*Required actions*:
1. Name the authors of the 1999 paper quoted at the start of the discussion on deterrence.
2. Write the next part of the discussion on deterrence, starting after its last sentence.

*Excerpt provided*:

########

Cass Sunstein, David Schkade, and Daniel Kahneman, in a 1999 paper named Do People Want Optimal Deterrence, write:
Previous research suggests that people’s judgments about punitive damage awards are a reflection of outrage at the defendant’s actions rather than of deterrence. This is not to say that people do not care about deterrence; of course they do. Our hypothesis here is that they do not attempt to promote optimal deterrence; for this reason they do not make the kinds of distinctions that are obvious, even secondnature, for those who study deterrence questions. Above all, they may not believe that in order to ensure optimal deterrence, the amount that a given defendant is required to pay should be increased or decreased depending on the probability of detection, a central claim in the economic analysis of law.
If we're after optimal deterrence, we should punish potentially harmful actions more if they're hard to detect, or else the expected disutility of the punishment is too small. But apparently this does not accord with people's sense of justice.
Does this mean we should change our sense of justice? And should we apply optimal deterrence theory to informal social rewards and punishments, such as by getting angrier at antisocial behaviors that we learned of by (what the wrongdoer thought was) a freak coincidence?
I'll bite the bullet. Your reasoning is correct. Assuming the laws are just and everything scales linearly, we should change our legal system to increase penalties for rarely-detected crimes.
The "everything scales linearly" is a big assumption, though. It's not very clear that deterrence scales linearly: I don't remember whether the RIAA's last suit for illegal music downloads made them ten thousand or ten million dollars, but I don't think I'd be a thousand times less likely (or even slightly less likely) to download music in the second case. If there's no difference between the deterrence value of the two cases, then society just took $9990000 worth of utility away from someone for zero gain.
And punishment doesn't scale exactly linearly either: fining 100% of a person's net worth is more than twice as bad as fining 50% of a person's net worth.
So I'm not sure I would be willing to fully endorse the new punishment scheme unless social scientists and statisticians came up with a model that adjusted for all of this in order to produce the greatest net happiness to society. But in a hypothetical situation where there was a perfect statistical model for all of this...go for it.
Also, great title :)
Wait, what would I change? My sense of justice already implies amplifying punishment by the improbability of detection (more precisely, the inverse of the recovery rate). And I already get angrier about antisocial behaviors that were only caught by an improbable coincidence. (E.g. I dislike when police officers drive right past hard-to-find traffic violations to catch people who are speeding .)
Am I really that much of an outlier? I had no idea these intuitions were so rare, though occasionally I find myself having to defend them, so I guess I should have known.
The quotation refers to punitive damages in civil cases. What evidence is there that this phenomenon exists with criminal penalties? (I don't deny that it exists, but it is probably suppressed. That is, criminal penalties are more likely to reflect probability of detection than punitive damages).
For instance, there are road signs in northern Virginia warning of a $10,000 fine for littering. The severity of the fine is surely due to the difficulty in catching someone in the act.

########

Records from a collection

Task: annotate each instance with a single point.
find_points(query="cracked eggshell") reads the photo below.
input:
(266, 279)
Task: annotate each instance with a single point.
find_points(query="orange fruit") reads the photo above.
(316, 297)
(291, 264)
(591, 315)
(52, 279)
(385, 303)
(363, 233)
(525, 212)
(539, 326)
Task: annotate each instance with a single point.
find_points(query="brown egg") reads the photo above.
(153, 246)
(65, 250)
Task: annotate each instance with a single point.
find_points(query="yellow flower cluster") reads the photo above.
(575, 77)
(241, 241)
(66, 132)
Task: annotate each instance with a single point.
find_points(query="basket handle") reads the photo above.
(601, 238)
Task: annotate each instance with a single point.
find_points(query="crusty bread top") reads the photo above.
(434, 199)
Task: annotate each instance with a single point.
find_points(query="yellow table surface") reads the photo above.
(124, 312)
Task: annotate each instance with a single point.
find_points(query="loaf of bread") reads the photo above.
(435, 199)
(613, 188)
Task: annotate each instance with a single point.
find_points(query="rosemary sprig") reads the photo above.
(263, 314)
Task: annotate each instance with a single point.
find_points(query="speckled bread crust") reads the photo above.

########

*Answers to the tasks*:
1. Cass Sunstein, David Schkade, Daniel Kahneman

2.
Eek - Legalism is alive and well, it seems. It seems to me that we punish people primarily so that mobs with torches and pitchforks (or individuals with shotguns) don't do so. Thus, the outrage that would've been felt by the mob is echoed in the courtroom.
Um, what do you mean exactly by "Legalism"? Wikipedia has four different versions, and I don't see at a glance which one applies here :P
Sorry... according to Wikipedia, what I'm referring to would be Legalism (Chinese philosophy)). I was referring to the belief that having clearly defined rewards and punishments for actions (or in this case, only punishments) is the best path towards a harmonious society.
If you care more about the results than the method, the answer is obviously yes. I see anger/revenge types of emotions as an imperfect tool for reducing bad things, but since we're smarter than evolution, we can do better.
If you see your anger as an end in itself, then they might disagree. However, I think very few people would be happy getting their car stolen just so they can be angry at the thief.
It seems much more likely that most people don't take the time to think about it. If the costs of something is hidden and it's being paid for by the community anyway, you can't assume that the bulk action of the community represents it's utility function- the incentives are not set up for people to act that way.
The reasons for punishment are deterrence, retribution, rehabilitation and prevention. Criminal law balances these. English Law and Scots Law do not award punitive damages in civil actions, and it is hard to see why a Claimant should receive money which is more than his/her financial loss, in order to punish the Respondent. Should not that money go to the State?
Should punishment be allocated "rationally"? Perhaps, but I think human reactions to a wrongful act should be part of what is rationally assessed.
I do not have rational control of my feelings of anger. I can attempt to soothe my own feelings, or suppress and deny them.
If I dwell on an incident with the intention of making myself more angry about it, this seems to me to damage my own emotional responses.
Why should the money automatically go to the state?
To partially answer my own question: possibly, to compensate for court costs. However, if that were the rationale, then this cost should be levied for every trial.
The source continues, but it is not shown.